Short problem
In the records below, change every "single dot" to "single point" and leave everything else as it is.

[Dataset excerpts on pointing at objects]
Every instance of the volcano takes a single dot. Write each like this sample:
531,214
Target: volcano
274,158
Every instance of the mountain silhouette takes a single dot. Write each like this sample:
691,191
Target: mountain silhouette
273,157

Answer to the exercise
Every instance of the volcano takes a single point. Write each like this sample:
531,214
Target: volcano
274,158
Every instance of the mountain silhouette takes a single point. Write each like this sample:
691,191
Target: mountain silhouette
273,157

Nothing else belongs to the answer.